§ **INSTRUCTIONS FOR THE TASK**
Write out, word for word, each line from the start of the entries through the one holding "negative clicks: (81, 176)"; omit the pictures.

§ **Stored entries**
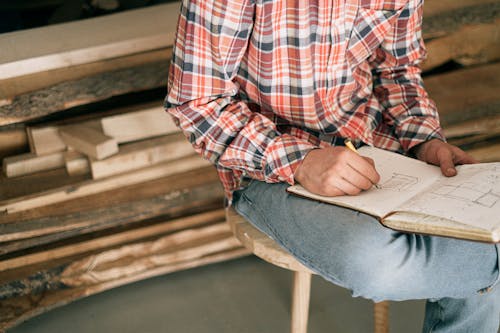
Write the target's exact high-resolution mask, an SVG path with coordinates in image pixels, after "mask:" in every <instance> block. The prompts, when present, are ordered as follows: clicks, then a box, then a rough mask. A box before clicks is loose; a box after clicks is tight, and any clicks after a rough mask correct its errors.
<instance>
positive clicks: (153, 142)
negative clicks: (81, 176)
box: [90, 133, 195, 179]
mask: <svg viewBox="0 0 500 333" xmlns="http://www.w3.org/2000/svg"><path fill="white" fill-rule="evenodd" d="M194 152H195V151H194V149H193V147H192V146H191V144H190V143H189V142H188V141H187V140H186V138H185V137H184V135H183V134H181V133H179V134H172V135H167V136H162V137H159V138H155V139H151V140H145V141H139V142H134V143H130V144H125V145H123V146H121V147H120V152H119V153H118V154H116V155H114V156H111V157H109V158H106V159H104V160H101V161H99V160H94V159H91V161H90V169H91V171H92V178H94V179H100V178H104V177H109V176H112V175H117V174H120V173H123V172H127V171H132V170H137V169H140V168H145V167H148V166H152V165H155V164H158V163H162V162H167V161H173V160H176V159H179V158H182V157H186V156H188V155H192V154H193V153H194Z"/></svg>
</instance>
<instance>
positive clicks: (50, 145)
mask: <svg viewBox="0 0 500 333" xmlns="http://www.w3.org/2000/svg"><path fill="white" fill-rule="evenodd" d="M26 132H27V133H28V138H29V142H30V150H31V152H32V153H35V154H37V155H45V154H51V153H55V152H61V151H65V150H66V148H67V146H66V144H65V143H64V141H63V140H62V138H61V136H60V135H59V127H57V126H43V127H27V128H26Z"/></svg>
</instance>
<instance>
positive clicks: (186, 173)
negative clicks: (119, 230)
mask: <svg viewBox="0 0 500 333" xmlns="http://www.w3.org/2000/svg"><path fill="white" fill-rule="evenodd" d="M58 171H62V172H57V173H55V177H58V178H63V177H66V178H69V179H70V180H74V179H75V178H83V177H68V176H67V175H66V176H64V170H58ZM24 178H28V179H27V184H26V185H24V184H23V183H21V184H20V182H18V181H12V180H24ZM38 178H39V177H38V175H37V177H33V176H26V177H22V178H18V179H8V180H9V182H7V184H8V185H7V186H8V187H11V186H18V187H23V186H26V189H21V190H20V191H18V192H16V193H7V194H9V195H10V196H7V198H9V199H13V198H17V197H20V196H24V195H28V194H32V193H34V191H33V189H31V188H30V186H29V184H30V183H32V182H33V181H32V179H38ZM87 180H88V179H87ZM47 181H48V182H51V181H52V177H49V179H48V180H47ZM81 181H82V180H80V181H73V182H69V183H68V182H62V183H61V184H59V185H58V186H56V187H48V188H46V189H45V191H47V190H50V189H56V188H58V187H63V186H65V185H64V184H66V185H71V184H75V183H79V182H81ZM218 182H219V177H218V175H217V172H216V170H215V168H214V167H213V166H211V165H210V166H205V167H202V168H195V169H193V170H186V171H181V172H180V173H177V174H173V175H170V176H168V175H167V176H165V177H160V178H156V179H152V180H149V181H145V182H140V183H137V184H131V185H127V186H122V187H117V188H116V189H112V190H108V191H103V192H99V193H95V194H92V195H89V196H84V197H78V198H75V199H71V200H66V201H64V202H58V203H55V204H53V205H47V206H41V207H38V208H36V209H31V210H25V211H20V212H17V213H12V214H0V224H22V223H23V222H30V221H39V220H42V219H45V218H57V216H64V219H63V220H64V221H66V220H67V221H68V222H69V221H70V220H71V219H72V218H74V217H77V216H79V214H82V212H92V211H95V210H99V209H103V210H104V209H106V208H109V207H113V206H120V205H126V204H130V203H131V202H135V201H140V200H144V199H150V198H151V199H152V198H156V197H157V198H161V197H162V196H165V198H164V200H167V199H176V198H178V197H179V198H180V197H183V196H184V195H187V196H189V193H190V192H191V190H192V189H194V188H197V187H199V186H202V185H205V184H215V185H214V191H215V192H214V193H218V191H219V190H220V187H221V186H220V184H219V183H218ZM4 184H5V183H2V184H1V186H0V188H3V186H4ZM36 190H37V191H38V192H42V191H44V189H43V188H36ZM35 192H36V191H35ZM89 216H90V217H89V220H91V219H93V218H95V216H91V215H89ZM30 223H31V222H30ZM45 223H48V224H50V223H51V222H50V221H47V220H45Z"/></svg>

§ **EXERCISE RESULT**
Write the target's exact high-resolution mask, an SVG path with coordinates in image pixels, after "mask:" in every <instance> block. The prompts, when present, are ordered as follows: clicks, then a box, then a rough mask. A box before clicks is loose; a box after clicks is tight, and any clicks after a rough mask correct its errors.
<instance>
positive clicks: (153, 142)
negative clicks: (81, 176)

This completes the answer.